__Exercise instructions__.
Please rewrite every line, starting with the line with "For this challenge, identify the rock outcrop" and going on through the line with "point(359, 670)", raising each coordinate in the answer points by 59. Leave all other text in these items unchanged.
◇ ◇ ◇
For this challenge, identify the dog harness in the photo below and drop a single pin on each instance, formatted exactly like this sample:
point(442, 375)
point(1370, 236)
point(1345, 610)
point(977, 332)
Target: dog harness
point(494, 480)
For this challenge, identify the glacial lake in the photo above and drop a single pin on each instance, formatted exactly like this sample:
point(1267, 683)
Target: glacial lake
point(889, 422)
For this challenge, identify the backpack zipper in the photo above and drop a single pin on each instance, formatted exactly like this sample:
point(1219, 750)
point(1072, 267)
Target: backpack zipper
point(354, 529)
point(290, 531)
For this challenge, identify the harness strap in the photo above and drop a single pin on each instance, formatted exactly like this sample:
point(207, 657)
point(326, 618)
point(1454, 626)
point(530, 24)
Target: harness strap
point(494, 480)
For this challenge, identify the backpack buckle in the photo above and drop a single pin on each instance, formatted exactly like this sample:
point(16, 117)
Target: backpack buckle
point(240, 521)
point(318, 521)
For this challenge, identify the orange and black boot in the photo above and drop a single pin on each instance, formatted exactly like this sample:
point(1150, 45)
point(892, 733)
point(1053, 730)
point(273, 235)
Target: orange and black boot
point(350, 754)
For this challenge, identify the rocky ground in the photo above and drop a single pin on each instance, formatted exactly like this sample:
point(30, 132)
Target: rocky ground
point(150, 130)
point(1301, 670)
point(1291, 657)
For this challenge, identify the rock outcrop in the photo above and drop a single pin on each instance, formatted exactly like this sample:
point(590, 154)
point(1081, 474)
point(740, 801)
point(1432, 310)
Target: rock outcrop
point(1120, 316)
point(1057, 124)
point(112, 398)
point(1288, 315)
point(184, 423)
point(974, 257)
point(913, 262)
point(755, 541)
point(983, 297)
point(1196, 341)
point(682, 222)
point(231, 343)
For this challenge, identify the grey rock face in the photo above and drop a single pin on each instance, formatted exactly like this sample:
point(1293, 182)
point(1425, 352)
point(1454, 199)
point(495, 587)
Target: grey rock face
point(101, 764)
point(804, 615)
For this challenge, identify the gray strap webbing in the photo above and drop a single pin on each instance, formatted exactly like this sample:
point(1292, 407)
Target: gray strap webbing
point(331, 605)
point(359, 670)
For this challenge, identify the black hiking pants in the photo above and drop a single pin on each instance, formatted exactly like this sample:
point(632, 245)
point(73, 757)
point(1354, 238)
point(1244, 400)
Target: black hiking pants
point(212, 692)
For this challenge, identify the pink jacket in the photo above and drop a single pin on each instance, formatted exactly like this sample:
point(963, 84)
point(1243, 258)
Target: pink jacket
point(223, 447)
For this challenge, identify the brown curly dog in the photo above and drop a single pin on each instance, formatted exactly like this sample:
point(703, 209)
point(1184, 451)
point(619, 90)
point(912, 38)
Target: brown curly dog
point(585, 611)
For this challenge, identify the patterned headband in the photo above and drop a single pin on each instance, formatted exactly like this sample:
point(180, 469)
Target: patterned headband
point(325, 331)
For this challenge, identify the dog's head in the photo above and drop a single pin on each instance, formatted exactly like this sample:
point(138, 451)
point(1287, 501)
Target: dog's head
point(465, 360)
◇ ◇ ◇
__Correct response__.
For this challenge, identify the rock outcrop in the photo above and drop a single pin on each instance, formatted exactly like this sample:
point(590, 154)
point(1081, 474)
point(740, 801)
point(1432, 310)
Target: rock outcrop
point(1179, 375)
point(1116, 183)
point(171, 457)
point(1347, 374)
point(243, 482)
point(1033, 316)
point(972, 321)
point(814, 600)
point(1042, 356)
point(1255, 400)
point(741, 281)
point(290, 402)
For this challenge, identify the grey rock face in the photo above and drop a single pin on each instance, formatted exactly like this sample:
point(1293, 182)
point(1425, 352)
point(1454, 199)
point(495, 587)
Target: grey rock face
point(160, 823)
point(863, 674)
For this challenge, identify the gray strap webbing in the photo above and drop a single pin on each instance, formatted exactly like this sample:
point(1292, 407)
Target: gray strap webbing
point(390, 664)
point(418, 729)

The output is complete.